:: RECORDS PROVIDED ::

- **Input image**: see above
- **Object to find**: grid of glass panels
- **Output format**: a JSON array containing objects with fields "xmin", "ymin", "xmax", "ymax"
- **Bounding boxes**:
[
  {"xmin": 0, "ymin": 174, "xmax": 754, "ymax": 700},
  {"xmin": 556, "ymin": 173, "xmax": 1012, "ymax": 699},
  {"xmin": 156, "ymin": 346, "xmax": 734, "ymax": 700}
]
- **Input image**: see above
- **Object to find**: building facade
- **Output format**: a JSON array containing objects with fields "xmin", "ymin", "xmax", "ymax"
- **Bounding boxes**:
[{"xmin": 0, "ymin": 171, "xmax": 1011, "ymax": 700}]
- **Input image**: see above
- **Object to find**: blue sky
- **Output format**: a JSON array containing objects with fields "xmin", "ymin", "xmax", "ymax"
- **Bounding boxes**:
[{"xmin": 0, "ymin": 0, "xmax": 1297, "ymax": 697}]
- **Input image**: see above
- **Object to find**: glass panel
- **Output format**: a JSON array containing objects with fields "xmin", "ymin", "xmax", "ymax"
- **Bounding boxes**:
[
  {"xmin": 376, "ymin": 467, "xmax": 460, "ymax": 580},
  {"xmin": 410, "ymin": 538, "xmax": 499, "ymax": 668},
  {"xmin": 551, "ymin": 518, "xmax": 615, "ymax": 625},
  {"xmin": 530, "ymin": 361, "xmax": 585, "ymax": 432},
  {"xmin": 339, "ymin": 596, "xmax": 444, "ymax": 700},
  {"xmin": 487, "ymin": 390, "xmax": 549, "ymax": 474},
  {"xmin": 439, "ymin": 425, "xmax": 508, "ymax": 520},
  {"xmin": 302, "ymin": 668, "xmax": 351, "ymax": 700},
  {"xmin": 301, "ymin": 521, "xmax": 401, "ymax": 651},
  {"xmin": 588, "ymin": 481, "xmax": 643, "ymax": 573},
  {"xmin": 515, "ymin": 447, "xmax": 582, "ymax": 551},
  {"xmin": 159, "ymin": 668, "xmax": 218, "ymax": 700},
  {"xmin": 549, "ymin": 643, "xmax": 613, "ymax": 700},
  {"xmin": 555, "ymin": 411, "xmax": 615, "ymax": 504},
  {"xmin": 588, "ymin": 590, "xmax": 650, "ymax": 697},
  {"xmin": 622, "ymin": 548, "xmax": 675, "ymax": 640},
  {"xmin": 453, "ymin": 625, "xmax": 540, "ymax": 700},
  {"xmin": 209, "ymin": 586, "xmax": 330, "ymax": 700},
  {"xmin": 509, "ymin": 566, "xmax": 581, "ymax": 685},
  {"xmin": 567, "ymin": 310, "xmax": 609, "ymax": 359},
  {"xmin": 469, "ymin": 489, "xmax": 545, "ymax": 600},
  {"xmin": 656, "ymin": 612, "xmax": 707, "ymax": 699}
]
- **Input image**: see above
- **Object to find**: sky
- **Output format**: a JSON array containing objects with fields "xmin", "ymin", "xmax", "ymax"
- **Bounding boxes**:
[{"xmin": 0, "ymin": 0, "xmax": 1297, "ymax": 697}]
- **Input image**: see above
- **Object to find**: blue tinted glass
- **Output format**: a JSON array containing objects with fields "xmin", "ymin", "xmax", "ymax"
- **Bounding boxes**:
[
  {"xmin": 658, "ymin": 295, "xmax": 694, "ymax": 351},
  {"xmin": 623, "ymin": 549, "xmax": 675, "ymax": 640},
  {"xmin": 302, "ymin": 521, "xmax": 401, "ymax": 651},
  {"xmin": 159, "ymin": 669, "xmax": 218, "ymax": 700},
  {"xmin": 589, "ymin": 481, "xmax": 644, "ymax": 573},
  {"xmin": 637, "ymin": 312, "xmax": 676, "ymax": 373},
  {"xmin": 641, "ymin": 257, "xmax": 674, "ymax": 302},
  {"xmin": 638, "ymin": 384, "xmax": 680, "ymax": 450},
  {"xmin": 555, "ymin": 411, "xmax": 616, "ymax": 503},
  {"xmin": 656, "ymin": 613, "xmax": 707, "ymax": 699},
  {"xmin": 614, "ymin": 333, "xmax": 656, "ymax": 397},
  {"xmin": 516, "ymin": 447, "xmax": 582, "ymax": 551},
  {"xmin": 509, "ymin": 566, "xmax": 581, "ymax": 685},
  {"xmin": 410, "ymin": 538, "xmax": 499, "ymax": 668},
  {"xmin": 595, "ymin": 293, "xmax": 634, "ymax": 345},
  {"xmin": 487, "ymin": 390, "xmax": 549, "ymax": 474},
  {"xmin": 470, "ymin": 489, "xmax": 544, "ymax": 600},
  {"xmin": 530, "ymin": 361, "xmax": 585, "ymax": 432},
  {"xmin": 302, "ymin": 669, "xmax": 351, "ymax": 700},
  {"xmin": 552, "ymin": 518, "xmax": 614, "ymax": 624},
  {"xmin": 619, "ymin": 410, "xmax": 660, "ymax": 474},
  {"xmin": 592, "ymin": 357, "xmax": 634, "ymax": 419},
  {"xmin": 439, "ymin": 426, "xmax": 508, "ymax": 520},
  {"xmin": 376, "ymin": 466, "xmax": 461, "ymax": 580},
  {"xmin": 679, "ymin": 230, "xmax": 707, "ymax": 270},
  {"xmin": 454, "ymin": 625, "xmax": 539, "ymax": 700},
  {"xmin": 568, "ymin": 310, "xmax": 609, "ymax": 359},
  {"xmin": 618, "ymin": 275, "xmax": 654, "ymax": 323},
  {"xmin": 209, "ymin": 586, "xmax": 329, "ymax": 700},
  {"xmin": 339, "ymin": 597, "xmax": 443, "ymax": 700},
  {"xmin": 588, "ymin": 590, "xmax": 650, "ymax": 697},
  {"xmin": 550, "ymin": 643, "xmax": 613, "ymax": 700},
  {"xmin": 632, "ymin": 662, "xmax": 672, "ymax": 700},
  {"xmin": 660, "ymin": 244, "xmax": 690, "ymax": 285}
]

:::

* PROBLEM TO SOLVE:
Copy out the range of lines above starting at the line with "- **Object to find**: building facade" and ending at the line with "- **Object to find**: glass panel", exactly and including both.

* ANSWER BOX:
- **Object to find**: building facade
- **Output format**: a JSON array containing objects with fields "xmin", "ymin", "xmax", "ymax"
- **Bounding boxes**:
[{"xmin": 0, "ymin": 171, "xmax": 1011, "ymax": 700}]
- **Input image**: see above
- **Object to find**: blue sky
- **Output format**: a JSON array containing objects with fields "xmin", "ymin", "xmax", "ymax"
- **Bounding boxes**:
[{"xmin": 0, "ymin": 0, "xmax": 1297, "ymax": 697}]
- **Input image**: see above
- **Object to find**: glass panel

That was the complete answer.